- [TASK DETAILS]: Would you copy out exactly the lines of the listing below, beginning with the one that contains "Find: blurred branch" and ending with the last?

- [SUPPLIED RECORDS]:
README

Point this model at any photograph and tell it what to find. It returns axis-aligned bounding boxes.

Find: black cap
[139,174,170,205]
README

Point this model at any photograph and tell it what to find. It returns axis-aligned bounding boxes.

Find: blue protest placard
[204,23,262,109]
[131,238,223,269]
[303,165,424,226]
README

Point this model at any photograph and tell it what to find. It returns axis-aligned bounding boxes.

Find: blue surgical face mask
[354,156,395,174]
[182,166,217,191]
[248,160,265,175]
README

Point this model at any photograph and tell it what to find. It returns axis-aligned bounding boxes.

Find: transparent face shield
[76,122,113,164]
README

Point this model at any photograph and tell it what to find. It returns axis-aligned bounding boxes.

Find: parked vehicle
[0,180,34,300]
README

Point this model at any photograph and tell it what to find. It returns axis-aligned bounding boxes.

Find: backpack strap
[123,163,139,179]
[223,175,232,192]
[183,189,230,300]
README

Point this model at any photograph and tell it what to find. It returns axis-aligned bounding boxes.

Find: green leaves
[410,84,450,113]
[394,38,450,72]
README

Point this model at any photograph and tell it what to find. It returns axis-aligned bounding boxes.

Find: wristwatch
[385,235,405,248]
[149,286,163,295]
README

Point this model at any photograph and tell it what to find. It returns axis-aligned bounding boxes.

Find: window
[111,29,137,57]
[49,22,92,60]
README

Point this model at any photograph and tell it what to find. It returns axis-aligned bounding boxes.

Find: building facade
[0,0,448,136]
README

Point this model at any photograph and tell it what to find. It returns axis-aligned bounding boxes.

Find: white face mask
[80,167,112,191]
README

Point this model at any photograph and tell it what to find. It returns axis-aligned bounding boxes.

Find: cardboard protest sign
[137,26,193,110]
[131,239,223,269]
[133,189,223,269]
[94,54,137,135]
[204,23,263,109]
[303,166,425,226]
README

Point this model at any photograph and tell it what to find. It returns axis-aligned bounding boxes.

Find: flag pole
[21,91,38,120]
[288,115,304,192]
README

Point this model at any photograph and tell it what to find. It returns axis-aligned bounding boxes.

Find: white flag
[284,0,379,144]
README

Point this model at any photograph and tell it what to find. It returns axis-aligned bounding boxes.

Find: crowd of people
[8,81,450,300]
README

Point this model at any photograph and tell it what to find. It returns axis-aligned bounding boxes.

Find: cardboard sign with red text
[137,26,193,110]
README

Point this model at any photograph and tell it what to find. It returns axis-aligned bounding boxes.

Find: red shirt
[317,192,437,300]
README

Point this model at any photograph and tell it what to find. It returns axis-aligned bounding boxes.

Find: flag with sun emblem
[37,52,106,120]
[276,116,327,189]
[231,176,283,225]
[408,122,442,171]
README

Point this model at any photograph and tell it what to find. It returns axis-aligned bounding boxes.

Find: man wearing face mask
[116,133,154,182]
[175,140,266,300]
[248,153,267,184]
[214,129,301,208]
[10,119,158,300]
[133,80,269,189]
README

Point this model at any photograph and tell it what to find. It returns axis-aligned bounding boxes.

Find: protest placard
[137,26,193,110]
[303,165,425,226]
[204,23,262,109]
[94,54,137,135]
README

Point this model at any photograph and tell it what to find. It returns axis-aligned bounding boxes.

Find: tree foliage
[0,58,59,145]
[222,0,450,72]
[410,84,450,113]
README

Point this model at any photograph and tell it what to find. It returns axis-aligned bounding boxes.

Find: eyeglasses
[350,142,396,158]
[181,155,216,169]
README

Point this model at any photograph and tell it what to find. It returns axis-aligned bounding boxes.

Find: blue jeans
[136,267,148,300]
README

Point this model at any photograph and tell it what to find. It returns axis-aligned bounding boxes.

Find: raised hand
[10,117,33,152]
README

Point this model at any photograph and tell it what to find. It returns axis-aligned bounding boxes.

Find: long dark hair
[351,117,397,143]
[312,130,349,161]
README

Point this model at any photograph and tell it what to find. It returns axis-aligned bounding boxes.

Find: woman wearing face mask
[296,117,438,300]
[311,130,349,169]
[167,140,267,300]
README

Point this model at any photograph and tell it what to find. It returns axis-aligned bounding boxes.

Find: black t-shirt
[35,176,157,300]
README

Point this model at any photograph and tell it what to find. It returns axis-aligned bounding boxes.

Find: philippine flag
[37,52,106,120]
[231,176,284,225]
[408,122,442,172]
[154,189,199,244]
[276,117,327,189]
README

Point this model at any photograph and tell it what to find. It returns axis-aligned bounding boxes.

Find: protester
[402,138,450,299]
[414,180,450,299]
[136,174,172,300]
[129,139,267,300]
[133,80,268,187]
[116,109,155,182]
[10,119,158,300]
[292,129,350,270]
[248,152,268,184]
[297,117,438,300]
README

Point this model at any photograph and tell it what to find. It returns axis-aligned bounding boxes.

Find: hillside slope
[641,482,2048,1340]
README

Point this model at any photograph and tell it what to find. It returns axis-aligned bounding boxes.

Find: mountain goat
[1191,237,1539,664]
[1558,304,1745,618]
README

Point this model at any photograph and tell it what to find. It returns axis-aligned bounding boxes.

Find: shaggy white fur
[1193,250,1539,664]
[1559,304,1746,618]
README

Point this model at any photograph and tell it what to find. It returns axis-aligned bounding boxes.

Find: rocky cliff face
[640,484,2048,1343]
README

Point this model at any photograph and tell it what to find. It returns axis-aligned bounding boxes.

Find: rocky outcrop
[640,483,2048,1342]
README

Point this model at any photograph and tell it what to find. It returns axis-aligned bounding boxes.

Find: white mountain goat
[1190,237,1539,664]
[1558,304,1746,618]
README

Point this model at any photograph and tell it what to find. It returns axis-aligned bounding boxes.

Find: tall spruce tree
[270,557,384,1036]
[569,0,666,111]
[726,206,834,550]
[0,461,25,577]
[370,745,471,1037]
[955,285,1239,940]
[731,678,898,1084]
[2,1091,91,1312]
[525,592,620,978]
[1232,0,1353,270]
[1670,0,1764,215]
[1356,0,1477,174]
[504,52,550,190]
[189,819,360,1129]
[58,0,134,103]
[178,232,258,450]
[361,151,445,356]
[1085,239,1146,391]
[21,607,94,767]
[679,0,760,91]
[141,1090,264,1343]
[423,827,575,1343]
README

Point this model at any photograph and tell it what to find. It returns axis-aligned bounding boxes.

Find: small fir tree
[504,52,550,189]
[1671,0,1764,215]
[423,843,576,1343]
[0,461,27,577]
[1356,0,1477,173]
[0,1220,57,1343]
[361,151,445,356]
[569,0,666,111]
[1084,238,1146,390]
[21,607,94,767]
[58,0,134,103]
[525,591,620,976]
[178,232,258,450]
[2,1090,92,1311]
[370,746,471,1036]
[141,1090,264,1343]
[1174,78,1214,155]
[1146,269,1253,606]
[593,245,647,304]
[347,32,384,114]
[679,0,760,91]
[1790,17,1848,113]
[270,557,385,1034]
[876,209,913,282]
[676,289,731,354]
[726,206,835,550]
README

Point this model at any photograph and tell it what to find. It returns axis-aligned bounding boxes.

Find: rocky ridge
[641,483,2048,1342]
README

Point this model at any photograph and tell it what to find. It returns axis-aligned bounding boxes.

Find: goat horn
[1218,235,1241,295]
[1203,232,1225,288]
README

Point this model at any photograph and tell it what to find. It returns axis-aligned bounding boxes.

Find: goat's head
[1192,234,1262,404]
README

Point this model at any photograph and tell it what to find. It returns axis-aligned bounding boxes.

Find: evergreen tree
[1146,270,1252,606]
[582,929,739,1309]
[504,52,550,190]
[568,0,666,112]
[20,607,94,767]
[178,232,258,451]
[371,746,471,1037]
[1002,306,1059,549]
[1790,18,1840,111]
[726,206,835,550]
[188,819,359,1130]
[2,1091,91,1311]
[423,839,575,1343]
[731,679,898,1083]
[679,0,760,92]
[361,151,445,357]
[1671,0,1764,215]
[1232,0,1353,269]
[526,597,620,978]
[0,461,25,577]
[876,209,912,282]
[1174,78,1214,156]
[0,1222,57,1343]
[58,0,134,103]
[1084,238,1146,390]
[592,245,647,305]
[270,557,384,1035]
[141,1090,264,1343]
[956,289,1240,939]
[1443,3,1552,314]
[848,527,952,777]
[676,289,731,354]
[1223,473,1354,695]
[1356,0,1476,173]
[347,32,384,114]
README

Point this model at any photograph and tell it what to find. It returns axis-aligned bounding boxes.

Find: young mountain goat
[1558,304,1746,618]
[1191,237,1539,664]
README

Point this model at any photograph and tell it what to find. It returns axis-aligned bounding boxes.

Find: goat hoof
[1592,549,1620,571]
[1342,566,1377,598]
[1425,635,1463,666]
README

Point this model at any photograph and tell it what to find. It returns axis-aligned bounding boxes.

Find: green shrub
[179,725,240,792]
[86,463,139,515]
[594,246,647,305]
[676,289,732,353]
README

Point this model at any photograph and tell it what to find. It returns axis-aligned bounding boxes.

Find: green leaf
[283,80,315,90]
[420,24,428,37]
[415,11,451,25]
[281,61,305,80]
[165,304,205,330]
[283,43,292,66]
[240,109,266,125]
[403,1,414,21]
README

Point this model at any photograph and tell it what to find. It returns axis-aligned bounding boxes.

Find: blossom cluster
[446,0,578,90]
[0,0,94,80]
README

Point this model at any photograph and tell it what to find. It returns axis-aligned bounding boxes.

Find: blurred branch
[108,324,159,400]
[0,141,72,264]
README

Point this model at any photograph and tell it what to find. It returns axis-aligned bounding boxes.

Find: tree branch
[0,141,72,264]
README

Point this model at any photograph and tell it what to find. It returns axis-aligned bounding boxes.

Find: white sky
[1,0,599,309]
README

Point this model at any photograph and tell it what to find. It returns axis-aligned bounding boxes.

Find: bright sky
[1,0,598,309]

- [ANSWER SECTION]:
Find: blurred branch
[108,324,159,400]
[0,141,72,264]
README

Point this model at any photograph and tell it what to find. It returns axis-aligned bounding boxes.

Find: tree branch
[0,141,72,264]
README

Point this model at any photograph and tell it what to find. It returns axis-aligned bounding boxes.

Find: white sky
[1,0,599,309]
README

Point this model at any photograph and tell it what to find. It returns axis-aligned bounding boxes.

Find: bright sky
[1,0,598,309]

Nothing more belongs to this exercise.